*** Extracted text Section Begins ***

Thursday, June 15, 2017

Sometimes The Best Outcome is Not a Cure

Sometimes the best possible news arises in a most non-dramatic fashion.  While I would love to pick up the phone and hear someone shout, "There is a CURE! Go get it!" (and for any particular disease that effects any one of us in this world because I really am not choosy - we NEED more cures!!), today, the message on the other end of the line was just as sweet.

"It is NOT systemic!"

If someone ten years ago would have told me that news like that would bring pure joy to our household, I probably would have nonchalantly shrugged it off.  Ten years ago, after the diagnosis of T1D, I was so hyper focused on finding a cure, that I am sure that settling for anything less than, would have been a huge disappointment.

After this week, I am certain that there are shades of wonderful.  Yesterday's hazy gray has given way to a lovely calm, cool and happy bliss.  Our youngest daughter's health is not being threatened by an over abundance of autoimmune diseases.  Yes, she will have her three and yes, there are no guarantees that more will not appear in the future.  Yes, her third is incurable, although remission is possible.  However, today, that is not her worry.  Today, she will continue her journey into a happy childhood; albeit with T1D, Hashimoto's and Chronic Urticaria.

And that is OK.

Sometimes the best outcome is not a cure.

Today, it is an outcome that is healthier than possible others.

*** Extracted text Section Ends ***

Can you output, word for word, the part of the post about the autoimmune diagnosis that opens with the words containing "If someone ten" and closes with "and Chronic Urticaria."?

*** Supplied records Section Begins ***

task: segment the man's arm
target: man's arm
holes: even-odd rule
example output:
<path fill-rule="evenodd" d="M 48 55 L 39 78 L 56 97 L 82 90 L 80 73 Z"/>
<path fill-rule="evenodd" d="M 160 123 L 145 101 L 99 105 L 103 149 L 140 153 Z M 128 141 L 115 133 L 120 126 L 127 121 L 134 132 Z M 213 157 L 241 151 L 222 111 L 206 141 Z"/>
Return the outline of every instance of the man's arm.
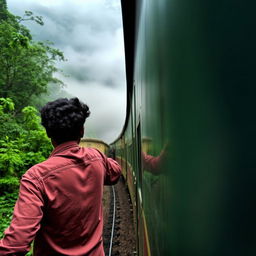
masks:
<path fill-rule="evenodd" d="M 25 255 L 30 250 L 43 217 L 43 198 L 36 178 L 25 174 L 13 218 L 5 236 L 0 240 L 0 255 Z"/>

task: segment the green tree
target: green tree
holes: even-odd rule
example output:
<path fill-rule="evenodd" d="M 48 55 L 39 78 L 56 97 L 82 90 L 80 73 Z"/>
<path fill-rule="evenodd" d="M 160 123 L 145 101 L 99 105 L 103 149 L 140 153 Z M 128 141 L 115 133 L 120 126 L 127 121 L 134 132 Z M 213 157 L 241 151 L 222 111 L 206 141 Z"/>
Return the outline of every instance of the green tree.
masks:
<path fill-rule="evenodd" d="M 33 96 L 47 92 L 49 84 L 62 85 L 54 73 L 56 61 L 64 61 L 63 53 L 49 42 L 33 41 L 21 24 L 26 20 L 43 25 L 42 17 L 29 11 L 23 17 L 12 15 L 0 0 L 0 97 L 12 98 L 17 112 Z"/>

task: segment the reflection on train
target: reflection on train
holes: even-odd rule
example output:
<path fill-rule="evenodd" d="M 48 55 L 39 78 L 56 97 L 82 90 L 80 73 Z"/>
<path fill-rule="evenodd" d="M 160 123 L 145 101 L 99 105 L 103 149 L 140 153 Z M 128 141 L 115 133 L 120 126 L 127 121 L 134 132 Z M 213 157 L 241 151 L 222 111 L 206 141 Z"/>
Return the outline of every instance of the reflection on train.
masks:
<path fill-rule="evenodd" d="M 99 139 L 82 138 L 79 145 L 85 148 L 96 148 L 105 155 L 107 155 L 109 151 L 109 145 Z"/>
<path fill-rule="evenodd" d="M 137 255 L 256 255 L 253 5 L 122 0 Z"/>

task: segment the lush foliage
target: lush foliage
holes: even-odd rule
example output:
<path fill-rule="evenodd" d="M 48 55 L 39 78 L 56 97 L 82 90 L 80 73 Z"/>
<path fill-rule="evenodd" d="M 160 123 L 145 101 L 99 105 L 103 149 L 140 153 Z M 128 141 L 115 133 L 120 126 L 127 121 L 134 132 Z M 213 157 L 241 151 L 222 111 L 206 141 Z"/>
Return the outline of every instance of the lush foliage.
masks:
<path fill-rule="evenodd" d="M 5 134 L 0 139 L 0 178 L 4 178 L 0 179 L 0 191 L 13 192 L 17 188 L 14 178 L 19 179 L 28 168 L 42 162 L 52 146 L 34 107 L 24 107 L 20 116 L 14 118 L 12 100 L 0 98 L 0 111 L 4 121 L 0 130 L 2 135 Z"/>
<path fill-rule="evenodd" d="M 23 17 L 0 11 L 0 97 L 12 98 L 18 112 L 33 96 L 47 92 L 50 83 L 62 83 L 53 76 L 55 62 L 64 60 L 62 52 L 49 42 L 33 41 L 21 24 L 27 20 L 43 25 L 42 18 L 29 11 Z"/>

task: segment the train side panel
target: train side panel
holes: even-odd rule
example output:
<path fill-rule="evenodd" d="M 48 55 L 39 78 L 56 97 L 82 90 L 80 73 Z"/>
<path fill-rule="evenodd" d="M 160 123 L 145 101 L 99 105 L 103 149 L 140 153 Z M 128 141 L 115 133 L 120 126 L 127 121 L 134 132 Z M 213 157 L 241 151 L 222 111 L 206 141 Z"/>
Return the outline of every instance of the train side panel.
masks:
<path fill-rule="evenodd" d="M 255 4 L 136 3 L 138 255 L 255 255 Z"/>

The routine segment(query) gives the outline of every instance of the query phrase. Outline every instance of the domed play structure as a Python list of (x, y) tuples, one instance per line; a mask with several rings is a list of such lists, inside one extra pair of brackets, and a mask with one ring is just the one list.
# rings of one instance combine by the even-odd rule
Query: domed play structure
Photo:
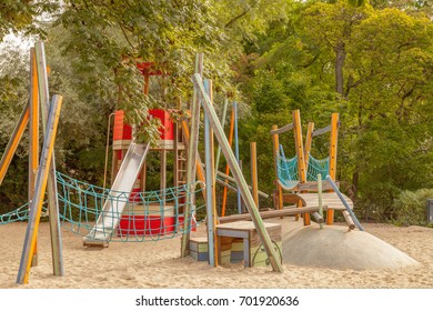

*** Supplied records Section Ends ***

### Answer box
If someone ten years ago would have told me that news like that would bring pure joy to our household, I probably would have nonchalantly shrugged it off.  Ten years ago, after the diagnosis of T1D, I was so hyper focused on finding a cure, that I am sure that settling for anything less than, would have been a huge disappointment.

After this week, I am certain that there are shades of wonderful.  Yesterday's hazy gray has given way to a lovely calm, cool and happy bliss.  Our youngest daughter's health is not being threatened by an over abundance of autoimmune diseases.  Yes, she will have her three and yes, there are no guarantees that more will not appear in the future.  Yes, her third is incurable, although remission is possible.  However, today, that is not her worry.  Today, she will continue her journey into a happy childhood; albeit with T1D, Hashimoto's and Chronic Urticaria.